> **Consegna**
Aggiorna il testo sulle maioliche riscrivendolo da "L’esemplare ha un" a "nelle botteghe derutesi.", dove "derutesi" va sostituito con "umbre".

> **Estratto della pagina**
• • •

La scena rappresenta la lotta tra Ercole e Anteo, variamente raffigurata nella maiolica antica, che trova una delle sue migliori interpretazioni in un piatto derutese a lustro con modalità stilistiche invero ben diverse, di recente pubblicazione (T. Wilson, The Golden Age of Italian Maiolica Painting. Catalogue of a Private collection, Torino 2018, pp. 88-91 n. 33), che ci fornisce un repertorio significativo dell’ispirazione più elevata del piatto in esame. Il nostro piatto trae spunto probabilmente da una delle incisioni presenti in bottega, e a tal proposito la posizione delle braccia di Anteo nel nostro piatto sembra far riferimento all’ottava incisione con Ercole e Anteo ed Ercole che uccide il drago della serie Le gesta di Ercole, eseguita nel 1550 da Heinrich Aldegrever.

L’eventuale attribuzione a bottega viterbese della seconda metà del XVI secolo si basa sull’affinità stilistica nei decori minori, le foglie del fioretto di sfondo e alcune scelte tecniche, che fanno pensare ad una somiglianza con il piatto pubblicato come viterbese della collezione del Banco di Sicilia, alla cui scheda rimandiamo per confronto. Del resto la presenza a Viterbo di artigiani confluiti da più botteghe dei dintorni a seguito della peste si registra già alla metà del secolo precedente (R. Luzi, L. Pesante, in R. Ausenda (a cura di), Le collezioni della fondazione Banco di Sicilia. Le maioliche, Milano 2010, pp. 178-179 n. 64).

Stima   € 7.000 / 10.000
4

PIATTO DA POMPA, DERUTA, 1480 CIRCA

in maiolica decorata in blu di cobalto e giallo ocra, verde ramina e bruno di manganese nei toni del viola; alt. cm 7, diam. cm 40,5, diam. piede cm 13,5

 

A LARGE DISH, DERUTA, CIRCA 1480

 

Provenienza

Parigi, Collezione Adda;

Firenze, Collezione privata

 

Bibliografia

B. Rackham, Islamic Pottery and Italian Maiolica. Illustrated Catalogue of a Private Collection, Londra 1959, p. 268 n. 274, tav. 113

 

 

L’esemplare ha un cavetto profondo e largo, la tesa è ampia e termina in un orlo rifinito a stecca appena rilevato, e poggia su un piede ad anello forato in origine a crudo, mentre il verso presenta invetriatura che ricopre l’intera superficie; caratteristiche tutte comunemente in uso nelle botteghe derutesi.

• • •

> **Dati**

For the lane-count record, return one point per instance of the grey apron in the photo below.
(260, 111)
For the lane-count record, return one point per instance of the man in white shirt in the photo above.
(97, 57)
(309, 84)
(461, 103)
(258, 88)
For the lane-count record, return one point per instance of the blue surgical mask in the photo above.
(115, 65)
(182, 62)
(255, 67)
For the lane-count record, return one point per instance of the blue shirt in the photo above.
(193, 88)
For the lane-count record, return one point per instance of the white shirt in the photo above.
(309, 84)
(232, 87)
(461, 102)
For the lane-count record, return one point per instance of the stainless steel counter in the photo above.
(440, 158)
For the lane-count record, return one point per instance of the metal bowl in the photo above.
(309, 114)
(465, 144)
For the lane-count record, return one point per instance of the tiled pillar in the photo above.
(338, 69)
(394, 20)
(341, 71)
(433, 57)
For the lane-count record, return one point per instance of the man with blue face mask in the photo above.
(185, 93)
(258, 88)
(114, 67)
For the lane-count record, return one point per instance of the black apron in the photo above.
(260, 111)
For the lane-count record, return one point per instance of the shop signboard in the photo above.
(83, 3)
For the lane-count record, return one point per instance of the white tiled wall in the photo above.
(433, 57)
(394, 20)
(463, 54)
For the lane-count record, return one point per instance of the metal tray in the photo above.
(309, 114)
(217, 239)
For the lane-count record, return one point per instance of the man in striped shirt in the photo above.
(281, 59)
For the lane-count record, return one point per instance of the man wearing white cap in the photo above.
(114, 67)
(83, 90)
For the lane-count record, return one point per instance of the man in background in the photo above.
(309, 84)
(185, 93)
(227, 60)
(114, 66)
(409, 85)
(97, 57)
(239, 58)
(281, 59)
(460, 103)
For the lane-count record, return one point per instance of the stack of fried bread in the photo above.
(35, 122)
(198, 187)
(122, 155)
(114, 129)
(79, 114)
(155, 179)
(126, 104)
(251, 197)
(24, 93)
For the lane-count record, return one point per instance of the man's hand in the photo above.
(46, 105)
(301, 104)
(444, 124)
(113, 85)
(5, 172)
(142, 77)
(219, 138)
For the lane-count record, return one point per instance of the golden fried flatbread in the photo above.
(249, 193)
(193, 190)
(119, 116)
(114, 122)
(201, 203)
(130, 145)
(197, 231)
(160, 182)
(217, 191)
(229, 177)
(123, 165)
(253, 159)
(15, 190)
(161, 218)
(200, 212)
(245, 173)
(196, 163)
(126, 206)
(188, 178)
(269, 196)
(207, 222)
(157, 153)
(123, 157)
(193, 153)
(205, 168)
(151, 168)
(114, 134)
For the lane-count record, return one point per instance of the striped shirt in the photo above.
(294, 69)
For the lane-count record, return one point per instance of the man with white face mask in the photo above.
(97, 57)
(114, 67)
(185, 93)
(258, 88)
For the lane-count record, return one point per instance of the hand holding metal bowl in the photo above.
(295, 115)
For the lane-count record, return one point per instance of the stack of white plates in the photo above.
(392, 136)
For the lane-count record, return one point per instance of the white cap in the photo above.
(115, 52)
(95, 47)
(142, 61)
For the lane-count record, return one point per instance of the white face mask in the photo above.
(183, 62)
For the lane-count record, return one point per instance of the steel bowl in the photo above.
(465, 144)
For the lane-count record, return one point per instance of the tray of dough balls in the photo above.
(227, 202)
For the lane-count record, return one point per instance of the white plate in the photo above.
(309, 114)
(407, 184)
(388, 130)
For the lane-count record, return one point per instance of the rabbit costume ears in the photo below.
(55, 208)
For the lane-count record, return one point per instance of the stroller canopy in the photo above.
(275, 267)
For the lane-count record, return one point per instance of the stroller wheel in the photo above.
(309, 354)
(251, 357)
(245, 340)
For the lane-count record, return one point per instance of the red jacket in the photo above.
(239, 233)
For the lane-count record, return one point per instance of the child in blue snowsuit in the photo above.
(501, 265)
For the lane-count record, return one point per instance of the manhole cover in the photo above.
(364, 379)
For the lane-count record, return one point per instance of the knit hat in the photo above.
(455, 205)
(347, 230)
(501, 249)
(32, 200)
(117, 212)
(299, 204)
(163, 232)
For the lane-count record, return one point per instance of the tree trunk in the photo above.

• • •

> **Risposta alla consegna**
L’esemplare ha un cavetto profondo e largo, la tesa è ampia e termina in un orlo rifinito a stecca appena rilevato, e poggia su un piede ad anello forato in origine a crudo, mentre il verso presenta invetriatura che ricopre l’intera superficie; caratteristiche tutte comunemente in uso nelle botteghe umbre.